In a world of 7 billion people, habitable space is scarce. Locations with the reliable freshwater supplies, fertile soils, and energy sources needed to support dense populations are limited. Technological innovations like agriculture, fossil fuels, irrigation, and air conditioning expanded the human habitat; but unless some as-yet unrealized technological revolution of similar magnitude emerges, the spatial extent of our habitat has reached its maximum. It will now shrink because of climate change.

Historically, settlement abandonments have been rare. Most resulted from sudden political, economic, or technological changes; from armed conflicts; and from construction of large dams.[i] Environmentally linked abandonments have been less common, and fall into two categories:

  • events where human activities profoundly altered the natural environment (e.g. nuclear accidents)
  • extreme, naturally occurring events like droughts, floods, and volcanoes, that overwhelmed unprepared settlements
 Climate change is a profound, human-caused alteration of the environment (i.e. the first category above) that promises to multiply cases of abandonment in both categories.

(Stored items from a collection)
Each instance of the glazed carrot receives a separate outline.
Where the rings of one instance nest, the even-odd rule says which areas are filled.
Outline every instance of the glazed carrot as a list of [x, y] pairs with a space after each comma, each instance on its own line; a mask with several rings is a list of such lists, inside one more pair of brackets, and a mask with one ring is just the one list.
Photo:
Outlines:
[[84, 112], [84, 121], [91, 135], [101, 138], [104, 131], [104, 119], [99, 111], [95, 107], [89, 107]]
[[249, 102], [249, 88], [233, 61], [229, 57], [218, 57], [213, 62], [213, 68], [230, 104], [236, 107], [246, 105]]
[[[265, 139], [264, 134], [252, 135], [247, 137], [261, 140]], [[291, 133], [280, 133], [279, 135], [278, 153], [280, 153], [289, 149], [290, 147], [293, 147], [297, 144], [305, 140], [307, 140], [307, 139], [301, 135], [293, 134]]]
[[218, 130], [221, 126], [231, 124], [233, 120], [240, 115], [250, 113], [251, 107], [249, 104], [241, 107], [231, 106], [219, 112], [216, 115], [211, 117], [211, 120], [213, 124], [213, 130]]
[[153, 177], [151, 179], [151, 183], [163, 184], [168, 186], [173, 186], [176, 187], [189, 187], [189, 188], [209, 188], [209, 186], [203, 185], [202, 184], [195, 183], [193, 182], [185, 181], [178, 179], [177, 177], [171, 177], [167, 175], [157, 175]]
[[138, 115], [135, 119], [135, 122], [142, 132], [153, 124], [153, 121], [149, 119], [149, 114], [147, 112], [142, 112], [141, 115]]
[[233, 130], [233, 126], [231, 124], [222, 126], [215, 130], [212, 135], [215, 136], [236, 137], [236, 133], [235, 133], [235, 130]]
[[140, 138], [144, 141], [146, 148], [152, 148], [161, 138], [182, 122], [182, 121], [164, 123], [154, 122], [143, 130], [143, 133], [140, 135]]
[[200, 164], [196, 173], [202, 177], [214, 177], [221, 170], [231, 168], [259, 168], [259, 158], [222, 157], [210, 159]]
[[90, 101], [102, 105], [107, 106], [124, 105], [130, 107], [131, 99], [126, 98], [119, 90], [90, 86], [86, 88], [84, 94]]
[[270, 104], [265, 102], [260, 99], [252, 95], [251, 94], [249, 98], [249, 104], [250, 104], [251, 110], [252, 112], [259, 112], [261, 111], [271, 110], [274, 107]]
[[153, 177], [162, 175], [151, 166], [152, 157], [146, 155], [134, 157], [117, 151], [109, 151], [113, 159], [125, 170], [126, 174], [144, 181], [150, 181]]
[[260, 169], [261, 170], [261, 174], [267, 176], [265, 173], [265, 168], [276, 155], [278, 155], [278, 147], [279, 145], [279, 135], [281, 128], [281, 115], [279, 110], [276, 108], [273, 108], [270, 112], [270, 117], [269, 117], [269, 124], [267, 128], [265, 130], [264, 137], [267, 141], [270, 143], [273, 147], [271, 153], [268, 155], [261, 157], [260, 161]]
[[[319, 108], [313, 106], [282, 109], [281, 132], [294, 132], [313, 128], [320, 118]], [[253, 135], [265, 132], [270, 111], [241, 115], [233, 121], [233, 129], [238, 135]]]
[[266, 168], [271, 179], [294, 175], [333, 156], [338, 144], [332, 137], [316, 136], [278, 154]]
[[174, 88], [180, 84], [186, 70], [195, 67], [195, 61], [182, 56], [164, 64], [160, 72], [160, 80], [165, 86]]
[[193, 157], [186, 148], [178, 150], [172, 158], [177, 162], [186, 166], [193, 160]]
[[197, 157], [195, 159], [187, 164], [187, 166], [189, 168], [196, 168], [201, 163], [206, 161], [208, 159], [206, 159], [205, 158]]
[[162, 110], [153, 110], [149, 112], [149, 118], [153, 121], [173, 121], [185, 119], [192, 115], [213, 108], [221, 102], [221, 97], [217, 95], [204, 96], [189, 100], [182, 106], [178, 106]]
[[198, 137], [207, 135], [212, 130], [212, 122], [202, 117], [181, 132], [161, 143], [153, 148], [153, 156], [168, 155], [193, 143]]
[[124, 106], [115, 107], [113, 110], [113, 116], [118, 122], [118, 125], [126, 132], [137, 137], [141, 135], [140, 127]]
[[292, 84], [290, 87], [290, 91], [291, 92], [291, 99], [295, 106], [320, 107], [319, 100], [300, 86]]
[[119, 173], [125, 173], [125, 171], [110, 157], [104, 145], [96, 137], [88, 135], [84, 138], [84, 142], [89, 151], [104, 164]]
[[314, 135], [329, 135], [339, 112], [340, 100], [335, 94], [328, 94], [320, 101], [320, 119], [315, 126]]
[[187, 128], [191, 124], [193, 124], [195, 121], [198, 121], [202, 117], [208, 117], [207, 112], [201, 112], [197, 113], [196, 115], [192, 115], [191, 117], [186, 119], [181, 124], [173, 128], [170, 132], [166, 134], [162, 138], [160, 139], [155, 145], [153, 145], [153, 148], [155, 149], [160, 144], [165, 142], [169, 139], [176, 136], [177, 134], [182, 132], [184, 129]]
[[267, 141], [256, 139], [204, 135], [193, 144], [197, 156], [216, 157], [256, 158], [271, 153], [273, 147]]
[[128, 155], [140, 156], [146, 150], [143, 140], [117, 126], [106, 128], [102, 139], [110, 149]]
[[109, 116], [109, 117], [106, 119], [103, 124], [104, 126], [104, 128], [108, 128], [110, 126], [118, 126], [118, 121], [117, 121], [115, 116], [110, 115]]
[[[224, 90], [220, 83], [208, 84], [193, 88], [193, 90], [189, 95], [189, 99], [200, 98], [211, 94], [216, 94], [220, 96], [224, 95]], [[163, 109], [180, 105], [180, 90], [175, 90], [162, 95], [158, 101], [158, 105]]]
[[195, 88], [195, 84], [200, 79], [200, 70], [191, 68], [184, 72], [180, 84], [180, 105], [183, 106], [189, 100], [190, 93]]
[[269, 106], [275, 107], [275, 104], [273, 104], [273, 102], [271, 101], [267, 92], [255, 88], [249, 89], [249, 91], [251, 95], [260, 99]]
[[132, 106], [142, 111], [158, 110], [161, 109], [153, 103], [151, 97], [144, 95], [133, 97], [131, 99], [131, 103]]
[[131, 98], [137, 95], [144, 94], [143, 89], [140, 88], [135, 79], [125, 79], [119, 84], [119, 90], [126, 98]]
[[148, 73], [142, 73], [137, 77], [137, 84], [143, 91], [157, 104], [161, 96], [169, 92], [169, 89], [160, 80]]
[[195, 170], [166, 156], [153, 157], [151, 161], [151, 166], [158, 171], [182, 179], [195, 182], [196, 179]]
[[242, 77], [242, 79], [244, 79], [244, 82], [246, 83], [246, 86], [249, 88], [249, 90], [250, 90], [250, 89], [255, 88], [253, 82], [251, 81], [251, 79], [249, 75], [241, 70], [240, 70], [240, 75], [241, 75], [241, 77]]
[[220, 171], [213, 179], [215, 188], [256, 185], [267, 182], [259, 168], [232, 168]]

__PROBLEMS__.
(A) In the passage on settlement abandonment, what does climate change promise to multiply?
(B) Rewrite the stretch of the passage on settlement abandonment from "Historically, settlement abandonments" through "in both categories.", replacing "armed conflicts" with "wars".

__SOLUTIONS__.
(A) Cases of abandonment in both categories.

(B)
Historically, settlement abandonments have been rare. Most resulted from sudden political, economic, or technological changes; from wars; and from construction of large dams.[i] Environmentally linked abandonments have been less common, and fall into two categories:

  • events where human activities profoundly altered the natural environment (e.g. nuclear accidents)
  • extreme, naturally occurring events like droughts, floods, and volcanoes, that overwhelmed unprepared settlements
 Climate change is a profound, human-caused alteration of the environment (i.e. the first category above) that promises to multiply cases of abandonment in both categories.